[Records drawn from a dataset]
BEGIN

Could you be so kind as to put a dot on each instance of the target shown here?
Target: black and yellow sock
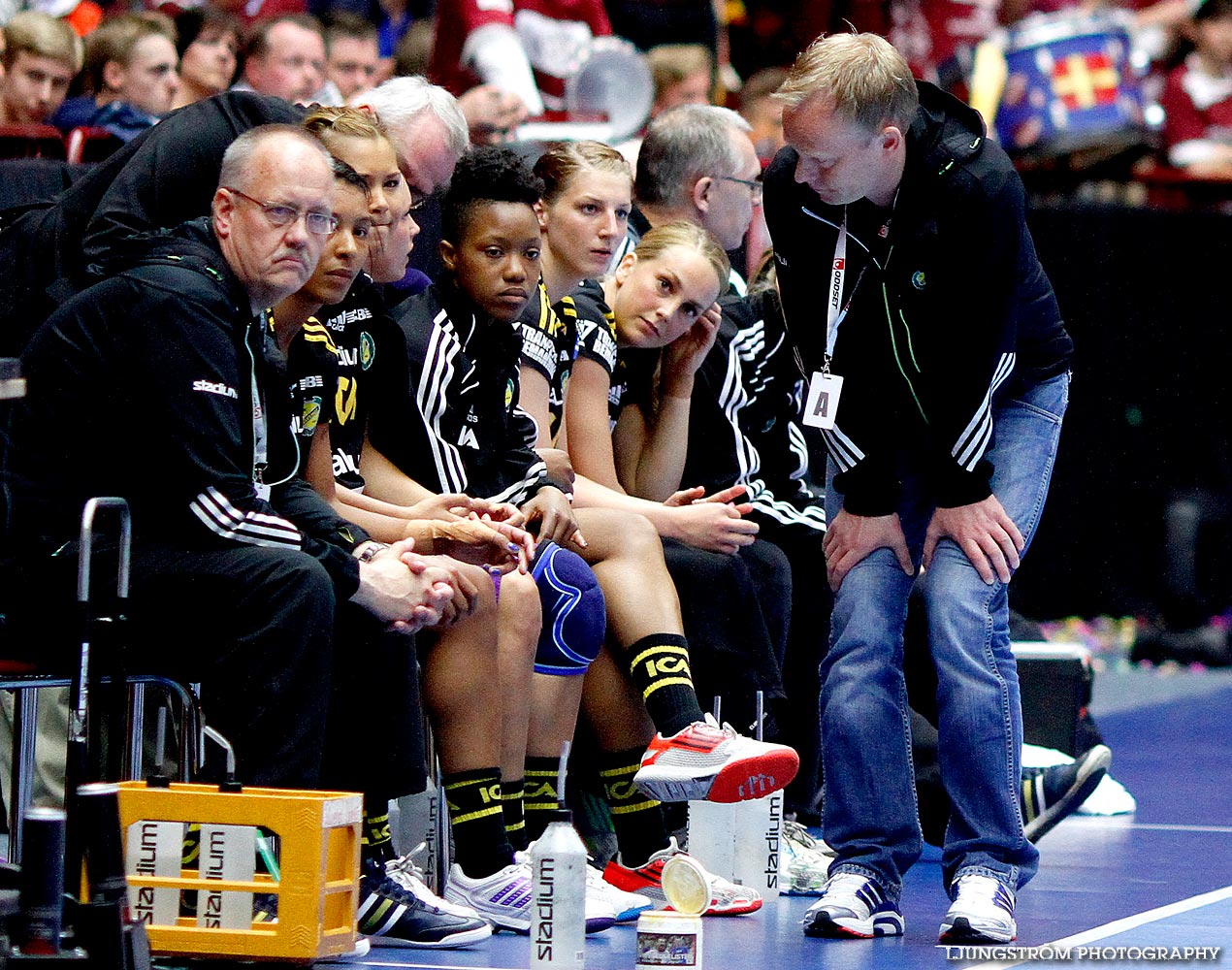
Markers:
(541, 793)
(375, 845)
(479, 843)
(660, 667)
(635, 818)
(514, 812)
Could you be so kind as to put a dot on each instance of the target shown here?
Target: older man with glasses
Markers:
(160, 385)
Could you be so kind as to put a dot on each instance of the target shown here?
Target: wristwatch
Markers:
(365, 551)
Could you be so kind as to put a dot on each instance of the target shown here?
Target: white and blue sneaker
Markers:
(853, 905)
(982, 911)
(626, 906)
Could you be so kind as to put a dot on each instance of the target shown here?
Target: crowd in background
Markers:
(121, 68)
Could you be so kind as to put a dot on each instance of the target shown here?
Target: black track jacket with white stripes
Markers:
(953, 308)
(445, 408)
(142, 386)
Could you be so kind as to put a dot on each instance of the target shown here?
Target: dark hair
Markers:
(256, 45)
(192, 22)
(1214, 10)
(345, 23)
(482, 176)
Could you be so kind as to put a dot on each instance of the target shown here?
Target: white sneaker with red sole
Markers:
(705, 761)
(726, 897)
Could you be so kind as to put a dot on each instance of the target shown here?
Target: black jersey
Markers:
(336, 359)
(740, 418)
(550, 340)
(445, 409)
(630, 370)
(311, 372)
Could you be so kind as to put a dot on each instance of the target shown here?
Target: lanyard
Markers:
(835, 309)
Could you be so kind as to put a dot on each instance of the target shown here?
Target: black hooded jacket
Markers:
(952, 310)
(143, 386)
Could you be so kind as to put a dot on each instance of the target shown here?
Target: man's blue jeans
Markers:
(870, 814)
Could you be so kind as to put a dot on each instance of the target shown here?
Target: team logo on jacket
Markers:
(311, 415)
(215, 387)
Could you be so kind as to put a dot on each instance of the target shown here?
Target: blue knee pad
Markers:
(574, 614)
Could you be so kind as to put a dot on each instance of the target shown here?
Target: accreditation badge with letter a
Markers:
(822, 402)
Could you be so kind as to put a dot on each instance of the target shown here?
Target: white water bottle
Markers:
(558, 914)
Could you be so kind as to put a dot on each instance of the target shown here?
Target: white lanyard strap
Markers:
(834, 309)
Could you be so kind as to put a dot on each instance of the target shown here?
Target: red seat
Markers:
(90, 145)
(1168, 187)
(31, 141)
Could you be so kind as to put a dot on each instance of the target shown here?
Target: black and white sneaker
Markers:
(1050, 793)
(982, 911)
(853, 906)
(406, 914)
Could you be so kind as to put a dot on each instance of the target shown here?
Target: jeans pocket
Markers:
(1048, 399)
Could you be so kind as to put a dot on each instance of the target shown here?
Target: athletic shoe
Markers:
(853, 905)
(600, 909)
(803, 861)
(503, 898)
(1050, 793)
(982, 911)
(626, 906)
(359, 951)
(703, 761)
(393, 916)
(726, 897)
(406, 874)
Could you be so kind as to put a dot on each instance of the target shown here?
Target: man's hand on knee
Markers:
(850, 538)
(984, 532)
(403, 590)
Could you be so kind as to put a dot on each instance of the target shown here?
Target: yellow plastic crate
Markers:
(319, 860)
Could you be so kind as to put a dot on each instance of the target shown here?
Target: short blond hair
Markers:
(868, 79)
(558, 165)
(673, 63)
(41, 36)
(690, 236)
(116, 39)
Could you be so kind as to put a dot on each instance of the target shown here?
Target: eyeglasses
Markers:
(278, 215)
(754, 183)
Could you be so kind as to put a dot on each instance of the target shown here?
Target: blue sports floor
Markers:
(1158, 879)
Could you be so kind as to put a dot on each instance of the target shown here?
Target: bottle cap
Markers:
(685, 885)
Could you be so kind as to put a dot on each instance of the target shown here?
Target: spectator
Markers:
(40, 59)
(762, 113)
(131, 67)
(1198, 96)
(684, 74)
(285, 58)
(351, 54)
(697, 164)
(209, 44)
(523, 48)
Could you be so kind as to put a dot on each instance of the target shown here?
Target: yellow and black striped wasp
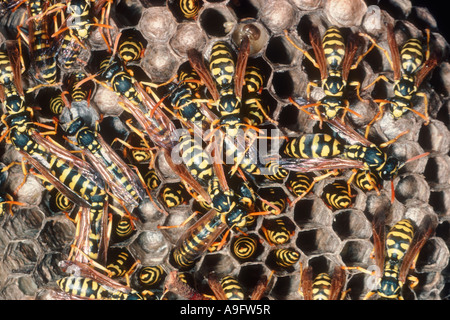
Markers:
(77, 93)
(316, 152)
(323, 286)
(184, 98)
(411, 65)
(122, 181)
(395, 254)
(77, 27)
(336, 195)
(150, 276)
(6, 200)
(245, 247)
(283, 258)
(227, 213)
(335, 59)
(276, 231)
(72, 176)
(42, 46)
(224, 80)
(131, 45)
(178, 283)
(147, 112)
(87, 283)
(185, 9)
(173, 194)
(229, 288)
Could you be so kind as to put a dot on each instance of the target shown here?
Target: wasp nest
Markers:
(34, 240)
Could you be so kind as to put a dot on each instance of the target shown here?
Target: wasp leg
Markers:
(307, 55)
(315, 180)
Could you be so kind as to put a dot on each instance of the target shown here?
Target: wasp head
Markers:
(333, 85)
(390, 169)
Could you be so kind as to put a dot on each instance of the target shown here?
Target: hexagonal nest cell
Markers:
(298, 231)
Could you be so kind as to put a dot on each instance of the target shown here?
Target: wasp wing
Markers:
(353, 43)
(75, 198)
(110, 156)
(82, 166)
(337, 283)
(198, 64)
(307, 283)
(214, 284)
(378, 232)
(319, 54)
(15, 61)
(426, 68)
(318, 164)
(421, 236)
(395, 54)
(241, 64)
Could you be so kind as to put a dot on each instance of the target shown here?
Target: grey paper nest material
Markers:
(34, 240)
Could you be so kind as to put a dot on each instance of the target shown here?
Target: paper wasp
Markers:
(334, 59)
(316, 152)
(224, 79)
(131, 46)
(323, 286)
(72, 176)
(245, 247)
(284, 257)
(228, 288)
(121, 180)
(42, 47)
(174, 194)
(276, 231)
(336, 195)
(395, 253)
(6, 200)
(410, 65)
(148, 113)
(77, 28)
(151, 276)
(87, 283)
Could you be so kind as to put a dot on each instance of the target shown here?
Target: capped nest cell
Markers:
(35, 239)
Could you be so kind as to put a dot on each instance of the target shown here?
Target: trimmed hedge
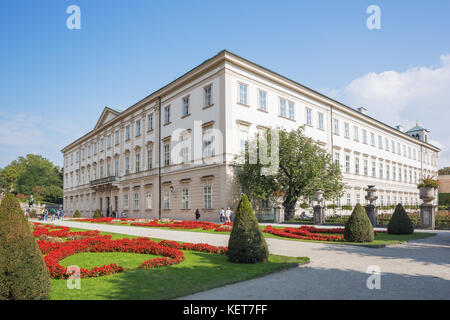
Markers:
(400, 223)
(23, 273)
(247, 243)
(358, 228)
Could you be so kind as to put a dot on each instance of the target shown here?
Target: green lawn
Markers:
(199, 272)
(381, 239)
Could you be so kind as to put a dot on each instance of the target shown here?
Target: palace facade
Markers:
(175, 151)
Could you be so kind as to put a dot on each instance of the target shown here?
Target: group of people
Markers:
(224, 215)
(53, 214)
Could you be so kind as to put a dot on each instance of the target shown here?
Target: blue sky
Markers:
(54, 82)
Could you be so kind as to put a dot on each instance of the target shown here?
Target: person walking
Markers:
(197, 215)
(228, 215)
(222, 215)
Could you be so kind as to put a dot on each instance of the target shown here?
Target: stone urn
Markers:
(427, 194)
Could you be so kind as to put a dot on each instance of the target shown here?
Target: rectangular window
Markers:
(138, 162)
(262, 100)
(347, 163)
(365, 136)
(207, 144)
(127, 133)
(282, 107)
(150, 122)
(291, 110)
(167, 115)
(243, 95)
(138, 128)
(167, 154)
(149, 158)
(186, 110)
(207, 91)
(149, 200)
(336, 126)
(309, 116)
(207, 197)
(320, 124)
(166, 199)
(125, 201)
(356, 165)
(356, 133)
(136, 200)
(185, 198)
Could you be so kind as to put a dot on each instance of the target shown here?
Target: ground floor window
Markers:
(207, 197)
(185, 199)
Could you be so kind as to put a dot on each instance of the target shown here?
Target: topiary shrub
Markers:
(76, 214)
(97, 214)
(246, 243)
(358, 227)
(23, 273)
(400, 222)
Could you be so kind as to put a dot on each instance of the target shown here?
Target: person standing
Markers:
(197, 215)
(228, 214)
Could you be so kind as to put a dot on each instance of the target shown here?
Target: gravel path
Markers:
(416, 270)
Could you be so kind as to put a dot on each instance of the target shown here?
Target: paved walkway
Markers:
(416, 270)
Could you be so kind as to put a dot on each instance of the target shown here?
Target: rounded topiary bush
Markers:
(97, 214)
(247, 243)
(400, 223)
(76, 214)
(23, 273)
(358, 227)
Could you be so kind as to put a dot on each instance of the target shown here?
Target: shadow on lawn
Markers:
(330, 284)
(199, 272)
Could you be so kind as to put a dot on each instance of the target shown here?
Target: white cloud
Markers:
(417, 94)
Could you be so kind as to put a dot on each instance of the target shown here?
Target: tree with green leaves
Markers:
(246, 243)
(23, 273)
(304, 167)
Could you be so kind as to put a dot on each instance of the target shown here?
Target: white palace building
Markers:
(116, 166)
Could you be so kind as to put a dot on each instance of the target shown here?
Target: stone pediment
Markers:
(107, 115)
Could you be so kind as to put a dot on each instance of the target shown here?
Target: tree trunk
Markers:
(289, 210)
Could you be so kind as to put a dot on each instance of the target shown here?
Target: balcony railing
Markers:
(104, 181)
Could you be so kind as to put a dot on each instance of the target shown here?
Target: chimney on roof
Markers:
(362, 110)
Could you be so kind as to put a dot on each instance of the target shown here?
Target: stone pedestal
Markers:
(319, 215)
(427, 216)
(372, 213)
(279, 214)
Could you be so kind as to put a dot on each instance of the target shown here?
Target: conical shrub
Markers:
(400, 223)
(358, 227)
(76, 214)
(97, 214)
(23, 273)
(246, 243)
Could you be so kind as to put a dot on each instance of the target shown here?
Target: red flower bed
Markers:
(54, 252)
(310, 233)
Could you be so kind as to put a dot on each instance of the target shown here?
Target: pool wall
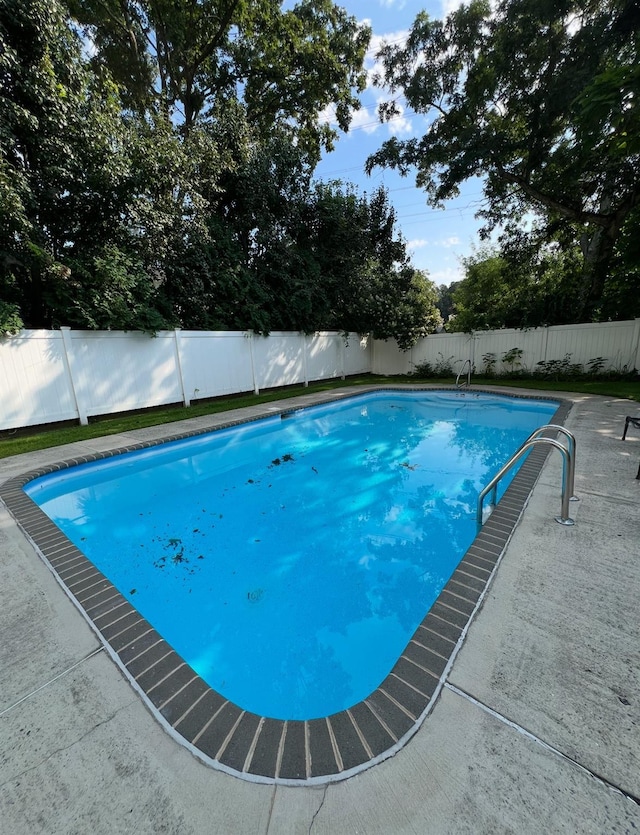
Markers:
(255, 747)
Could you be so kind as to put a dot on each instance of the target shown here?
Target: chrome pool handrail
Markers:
(568, 470)
(468, 383)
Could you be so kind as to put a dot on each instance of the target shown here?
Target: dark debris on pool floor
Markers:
(256, 747)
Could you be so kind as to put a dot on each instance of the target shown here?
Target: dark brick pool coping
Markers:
(256, 747)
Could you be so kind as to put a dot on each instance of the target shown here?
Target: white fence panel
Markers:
(34, 381)
(614, 341)
(617, 342)
(324, 356)
(357, 355)
(531, 342)
(116, 371)
(49, 376)
(278, 359)
(215, 363)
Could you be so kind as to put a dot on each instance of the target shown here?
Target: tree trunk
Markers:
(597, 249)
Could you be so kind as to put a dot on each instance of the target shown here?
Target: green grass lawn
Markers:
(31, 440)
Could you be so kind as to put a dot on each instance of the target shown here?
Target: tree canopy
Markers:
(539, 97)
(156, 170)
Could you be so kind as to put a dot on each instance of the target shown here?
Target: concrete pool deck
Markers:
(537, 728)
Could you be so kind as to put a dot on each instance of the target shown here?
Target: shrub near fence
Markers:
(618, 343)
(48, 376)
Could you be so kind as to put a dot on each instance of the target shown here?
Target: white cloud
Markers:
(419, 243)
(400, 125)
(446, 276)
(365, 120)
(449, 6)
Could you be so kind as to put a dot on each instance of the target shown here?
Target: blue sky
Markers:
(437, 238)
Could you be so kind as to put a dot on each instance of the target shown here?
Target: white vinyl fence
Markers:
(618, 343)
(48, 376)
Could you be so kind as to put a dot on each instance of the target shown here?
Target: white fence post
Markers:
(67, 354)
(256, 388)
(635, 356)
(305, 371)
(176, 343)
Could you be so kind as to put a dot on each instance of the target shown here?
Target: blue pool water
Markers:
(290, 560)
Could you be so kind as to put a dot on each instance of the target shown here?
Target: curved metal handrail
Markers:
(572, 449)
(568, 470)
(468, 383)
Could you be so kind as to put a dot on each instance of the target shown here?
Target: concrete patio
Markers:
(537, 728)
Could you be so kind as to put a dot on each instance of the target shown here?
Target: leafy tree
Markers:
(366, 276)
(180, 59)
(64, 170)
(516, 289)
(541, 98)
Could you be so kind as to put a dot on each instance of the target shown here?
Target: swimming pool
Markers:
(368, 722)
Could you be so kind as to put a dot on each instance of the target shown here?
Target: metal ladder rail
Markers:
(467, 362)
(571, 440)
(568, 471)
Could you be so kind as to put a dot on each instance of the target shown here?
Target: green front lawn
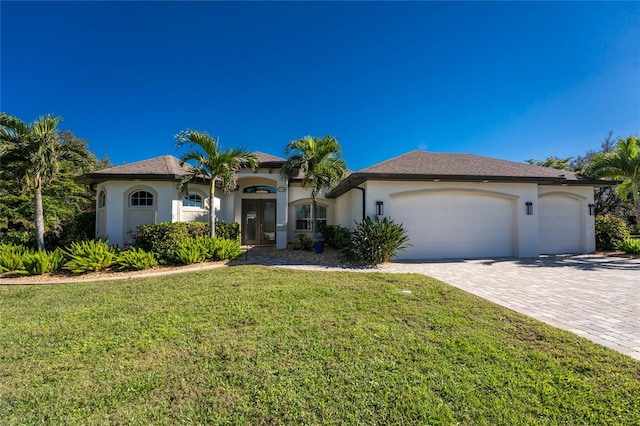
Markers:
(257, 345)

END

- [About this exercise] From the entries above, work out how many lines include "metal"; the number is the only answer wanted.

- [Answer space] 2